#### What to do
For the records below, give the number of lines in which "child" appears, and add nothing else.

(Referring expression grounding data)
══════════════════════════════

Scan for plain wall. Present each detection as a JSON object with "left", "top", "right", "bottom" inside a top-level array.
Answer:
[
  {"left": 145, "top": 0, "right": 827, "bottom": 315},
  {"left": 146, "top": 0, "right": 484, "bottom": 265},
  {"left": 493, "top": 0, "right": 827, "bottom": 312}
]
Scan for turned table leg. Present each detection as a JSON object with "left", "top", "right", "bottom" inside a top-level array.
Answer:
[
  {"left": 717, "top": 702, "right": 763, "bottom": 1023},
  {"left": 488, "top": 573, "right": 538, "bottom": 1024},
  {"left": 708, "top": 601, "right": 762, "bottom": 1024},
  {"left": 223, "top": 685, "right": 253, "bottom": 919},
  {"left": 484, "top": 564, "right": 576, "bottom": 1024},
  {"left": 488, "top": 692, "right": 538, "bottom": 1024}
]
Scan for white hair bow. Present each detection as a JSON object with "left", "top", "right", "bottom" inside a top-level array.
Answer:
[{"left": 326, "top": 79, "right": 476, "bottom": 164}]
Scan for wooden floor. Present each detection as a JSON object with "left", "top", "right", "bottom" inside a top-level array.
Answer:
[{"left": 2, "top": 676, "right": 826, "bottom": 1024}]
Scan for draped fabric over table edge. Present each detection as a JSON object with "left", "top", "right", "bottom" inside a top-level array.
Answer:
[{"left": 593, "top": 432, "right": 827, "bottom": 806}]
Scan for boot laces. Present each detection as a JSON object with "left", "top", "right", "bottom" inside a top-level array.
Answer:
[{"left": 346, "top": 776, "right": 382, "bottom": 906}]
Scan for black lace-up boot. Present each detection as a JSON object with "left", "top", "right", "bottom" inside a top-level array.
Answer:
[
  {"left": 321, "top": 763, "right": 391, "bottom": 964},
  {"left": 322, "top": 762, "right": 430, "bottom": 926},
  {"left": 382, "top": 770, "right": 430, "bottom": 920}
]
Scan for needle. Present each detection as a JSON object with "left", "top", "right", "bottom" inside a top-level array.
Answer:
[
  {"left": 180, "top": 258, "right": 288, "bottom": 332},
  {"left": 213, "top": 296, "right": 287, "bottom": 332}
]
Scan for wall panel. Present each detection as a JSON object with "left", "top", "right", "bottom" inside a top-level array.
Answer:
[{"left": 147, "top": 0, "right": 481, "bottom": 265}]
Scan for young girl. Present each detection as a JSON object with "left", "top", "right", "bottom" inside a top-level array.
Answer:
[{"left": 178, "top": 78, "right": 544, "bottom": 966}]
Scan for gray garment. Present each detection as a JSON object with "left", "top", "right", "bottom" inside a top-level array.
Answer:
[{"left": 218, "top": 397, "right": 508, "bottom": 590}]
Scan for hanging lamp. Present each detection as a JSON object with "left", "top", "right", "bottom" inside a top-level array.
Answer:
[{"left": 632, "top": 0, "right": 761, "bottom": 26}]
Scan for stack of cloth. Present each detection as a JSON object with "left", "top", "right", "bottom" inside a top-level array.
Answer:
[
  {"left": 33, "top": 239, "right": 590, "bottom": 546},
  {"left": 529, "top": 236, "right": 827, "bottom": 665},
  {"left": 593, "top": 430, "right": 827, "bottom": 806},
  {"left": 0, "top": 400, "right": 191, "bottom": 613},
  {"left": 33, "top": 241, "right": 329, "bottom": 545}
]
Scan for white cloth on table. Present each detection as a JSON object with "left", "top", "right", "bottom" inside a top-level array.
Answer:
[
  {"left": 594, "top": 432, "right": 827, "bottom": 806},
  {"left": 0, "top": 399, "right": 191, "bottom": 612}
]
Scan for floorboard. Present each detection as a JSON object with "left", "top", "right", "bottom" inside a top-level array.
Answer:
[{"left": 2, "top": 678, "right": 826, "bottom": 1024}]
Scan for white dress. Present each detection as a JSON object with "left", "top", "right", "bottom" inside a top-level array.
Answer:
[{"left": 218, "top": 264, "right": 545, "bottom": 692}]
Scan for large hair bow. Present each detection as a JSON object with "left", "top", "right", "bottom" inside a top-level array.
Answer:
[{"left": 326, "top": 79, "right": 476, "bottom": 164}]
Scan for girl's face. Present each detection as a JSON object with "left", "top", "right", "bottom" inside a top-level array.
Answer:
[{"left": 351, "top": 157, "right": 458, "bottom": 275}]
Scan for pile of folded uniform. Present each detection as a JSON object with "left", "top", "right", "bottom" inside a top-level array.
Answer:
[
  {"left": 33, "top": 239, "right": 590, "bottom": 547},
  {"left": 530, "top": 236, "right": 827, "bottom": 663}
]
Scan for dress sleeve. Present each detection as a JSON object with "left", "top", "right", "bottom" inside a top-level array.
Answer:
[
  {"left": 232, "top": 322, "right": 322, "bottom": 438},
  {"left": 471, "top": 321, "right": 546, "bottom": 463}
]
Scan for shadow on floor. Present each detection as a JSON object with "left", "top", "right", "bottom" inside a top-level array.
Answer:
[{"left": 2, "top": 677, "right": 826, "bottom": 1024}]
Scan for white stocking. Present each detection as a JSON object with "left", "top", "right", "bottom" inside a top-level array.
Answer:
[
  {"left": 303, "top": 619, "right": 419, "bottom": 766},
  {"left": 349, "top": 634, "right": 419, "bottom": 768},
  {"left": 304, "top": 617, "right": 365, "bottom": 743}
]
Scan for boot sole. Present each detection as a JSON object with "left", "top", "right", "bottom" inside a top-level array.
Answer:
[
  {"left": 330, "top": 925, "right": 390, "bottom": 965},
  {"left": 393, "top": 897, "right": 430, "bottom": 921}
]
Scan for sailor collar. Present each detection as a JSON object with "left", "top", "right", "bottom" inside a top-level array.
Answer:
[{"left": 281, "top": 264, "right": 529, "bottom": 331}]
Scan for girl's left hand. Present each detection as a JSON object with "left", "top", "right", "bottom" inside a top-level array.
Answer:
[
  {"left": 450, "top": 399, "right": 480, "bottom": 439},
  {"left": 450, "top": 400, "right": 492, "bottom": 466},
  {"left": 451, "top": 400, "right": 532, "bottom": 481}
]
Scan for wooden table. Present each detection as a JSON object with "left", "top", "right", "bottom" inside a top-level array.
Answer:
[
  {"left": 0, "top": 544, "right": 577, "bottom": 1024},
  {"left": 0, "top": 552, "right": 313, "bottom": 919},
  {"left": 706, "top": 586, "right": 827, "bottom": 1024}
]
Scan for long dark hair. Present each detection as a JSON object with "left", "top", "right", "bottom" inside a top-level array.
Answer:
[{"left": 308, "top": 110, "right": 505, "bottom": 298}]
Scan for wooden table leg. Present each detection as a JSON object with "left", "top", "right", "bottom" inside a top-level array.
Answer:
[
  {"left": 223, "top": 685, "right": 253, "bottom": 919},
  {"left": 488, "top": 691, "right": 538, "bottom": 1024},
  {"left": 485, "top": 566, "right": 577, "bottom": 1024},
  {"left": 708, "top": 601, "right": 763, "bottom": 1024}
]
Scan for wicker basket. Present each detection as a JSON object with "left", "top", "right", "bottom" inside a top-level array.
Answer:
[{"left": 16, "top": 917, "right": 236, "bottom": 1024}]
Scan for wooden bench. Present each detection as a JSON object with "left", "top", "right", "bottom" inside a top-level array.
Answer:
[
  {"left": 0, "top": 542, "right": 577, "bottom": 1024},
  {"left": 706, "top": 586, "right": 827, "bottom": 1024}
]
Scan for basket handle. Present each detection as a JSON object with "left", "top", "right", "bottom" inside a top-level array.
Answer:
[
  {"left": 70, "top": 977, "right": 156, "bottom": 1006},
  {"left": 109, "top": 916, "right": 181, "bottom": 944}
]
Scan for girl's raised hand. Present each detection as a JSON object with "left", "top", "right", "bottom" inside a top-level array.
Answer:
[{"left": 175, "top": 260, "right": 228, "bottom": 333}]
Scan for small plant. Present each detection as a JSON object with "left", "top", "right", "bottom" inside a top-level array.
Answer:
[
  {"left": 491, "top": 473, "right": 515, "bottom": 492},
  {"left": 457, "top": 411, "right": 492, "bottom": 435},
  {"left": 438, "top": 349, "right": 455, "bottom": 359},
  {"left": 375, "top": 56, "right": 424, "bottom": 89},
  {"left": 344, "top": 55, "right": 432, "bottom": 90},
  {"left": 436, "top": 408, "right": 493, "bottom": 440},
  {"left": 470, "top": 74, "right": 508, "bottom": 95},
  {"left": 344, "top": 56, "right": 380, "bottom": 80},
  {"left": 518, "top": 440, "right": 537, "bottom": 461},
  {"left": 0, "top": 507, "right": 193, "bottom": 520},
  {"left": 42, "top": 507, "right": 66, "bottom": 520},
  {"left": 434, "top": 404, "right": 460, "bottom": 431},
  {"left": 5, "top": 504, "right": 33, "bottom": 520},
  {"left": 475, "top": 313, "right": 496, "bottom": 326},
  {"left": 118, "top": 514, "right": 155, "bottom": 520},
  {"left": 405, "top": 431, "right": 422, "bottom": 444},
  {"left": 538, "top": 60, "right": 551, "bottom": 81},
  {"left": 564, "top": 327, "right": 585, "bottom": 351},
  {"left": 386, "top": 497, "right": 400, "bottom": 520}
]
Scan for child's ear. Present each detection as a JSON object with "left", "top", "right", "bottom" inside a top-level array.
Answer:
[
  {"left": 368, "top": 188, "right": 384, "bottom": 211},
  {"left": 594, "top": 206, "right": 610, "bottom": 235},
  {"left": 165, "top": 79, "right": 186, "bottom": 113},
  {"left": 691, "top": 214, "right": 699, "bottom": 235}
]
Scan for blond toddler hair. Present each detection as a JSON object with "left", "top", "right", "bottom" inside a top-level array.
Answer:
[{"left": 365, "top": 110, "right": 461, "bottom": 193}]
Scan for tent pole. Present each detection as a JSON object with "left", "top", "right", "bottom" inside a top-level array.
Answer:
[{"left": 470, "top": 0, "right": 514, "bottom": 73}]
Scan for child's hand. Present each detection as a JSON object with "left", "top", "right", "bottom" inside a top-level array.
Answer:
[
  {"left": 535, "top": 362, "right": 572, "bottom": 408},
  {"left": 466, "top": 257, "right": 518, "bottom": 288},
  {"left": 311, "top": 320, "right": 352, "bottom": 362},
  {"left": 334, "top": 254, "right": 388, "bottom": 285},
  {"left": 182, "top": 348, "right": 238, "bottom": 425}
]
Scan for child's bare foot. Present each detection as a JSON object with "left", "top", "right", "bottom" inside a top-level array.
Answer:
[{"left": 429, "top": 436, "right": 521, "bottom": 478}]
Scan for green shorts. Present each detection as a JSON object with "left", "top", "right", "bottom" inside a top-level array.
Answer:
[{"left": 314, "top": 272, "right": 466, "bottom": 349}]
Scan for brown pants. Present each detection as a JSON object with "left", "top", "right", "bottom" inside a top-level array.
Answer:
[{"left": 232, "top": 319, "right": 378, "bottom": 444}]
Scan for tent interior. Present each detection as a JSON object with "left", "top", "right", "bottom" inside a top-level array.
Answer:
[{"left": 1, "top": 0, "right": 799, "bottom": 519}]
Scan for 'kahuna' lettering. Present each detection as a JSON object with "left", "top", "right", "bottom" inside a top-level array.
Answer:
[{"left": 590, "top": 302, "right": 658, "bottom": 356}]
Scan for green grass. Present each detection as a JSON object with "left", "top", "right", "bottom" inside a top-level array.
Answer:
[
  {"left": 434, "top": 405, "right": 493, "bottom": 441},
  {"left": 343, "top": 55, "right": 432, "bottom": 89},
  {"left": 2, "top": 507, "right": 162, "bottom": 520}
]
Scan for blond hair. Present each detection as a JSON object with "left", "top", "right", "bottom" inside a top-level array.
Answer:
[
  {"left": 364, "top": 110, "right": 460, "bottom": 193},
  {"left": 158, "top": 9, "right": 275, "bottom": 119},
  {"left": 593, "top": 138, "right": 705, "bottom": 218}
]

══════════════════════════════

#### Written answer
3